● Task requirements: Start to finish, retype the entries exactly while omitting the pictures.

Records START

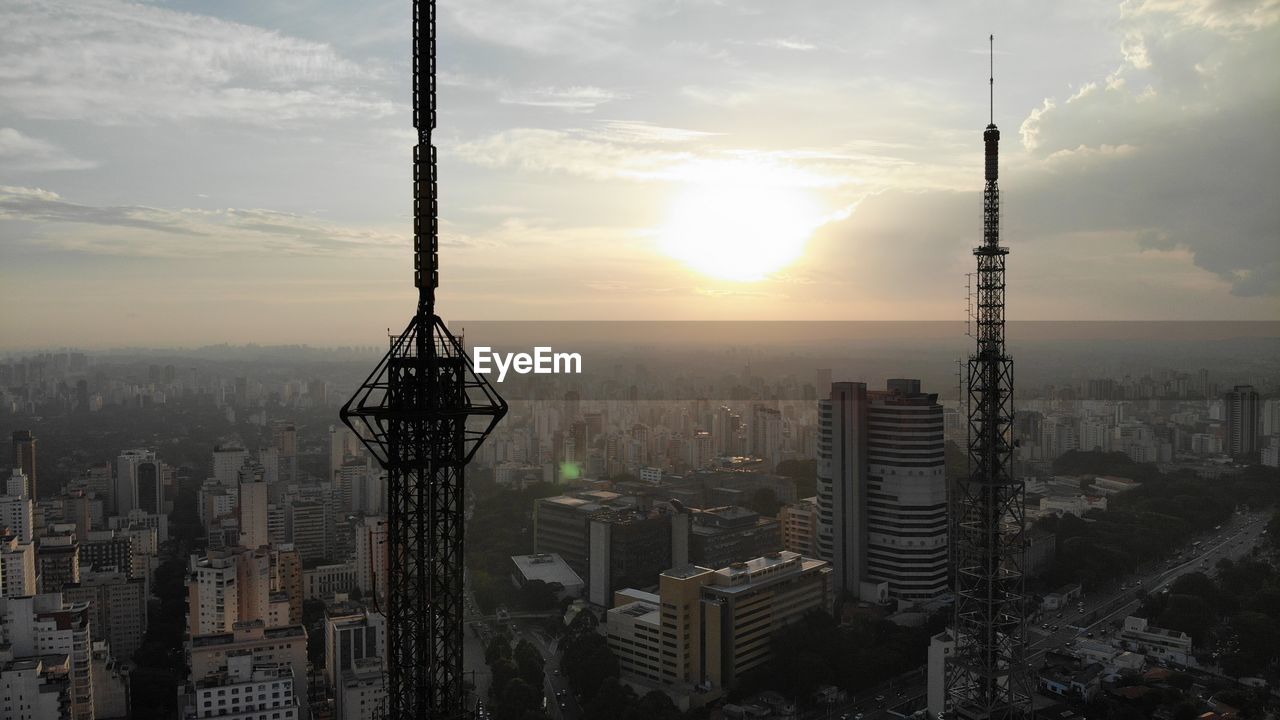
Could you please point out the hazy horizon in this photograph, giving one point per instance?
(184, 174)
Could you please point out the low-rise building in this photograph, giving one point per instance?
(1160, 643)
(548, 568)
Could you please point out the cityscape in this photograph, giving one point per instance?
(965, 495)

Records END

● Exercise answer:
Could you please point out the hazy horizon in this photograph, giving one point per instance?
(184, 174)
Could you please point out the low-rise building in this photograph, giving one point per instance?
(1160, 643)
(548, 568)
Could you please point out the cityscape in this photograph, giving one point per instance?
(965, 495)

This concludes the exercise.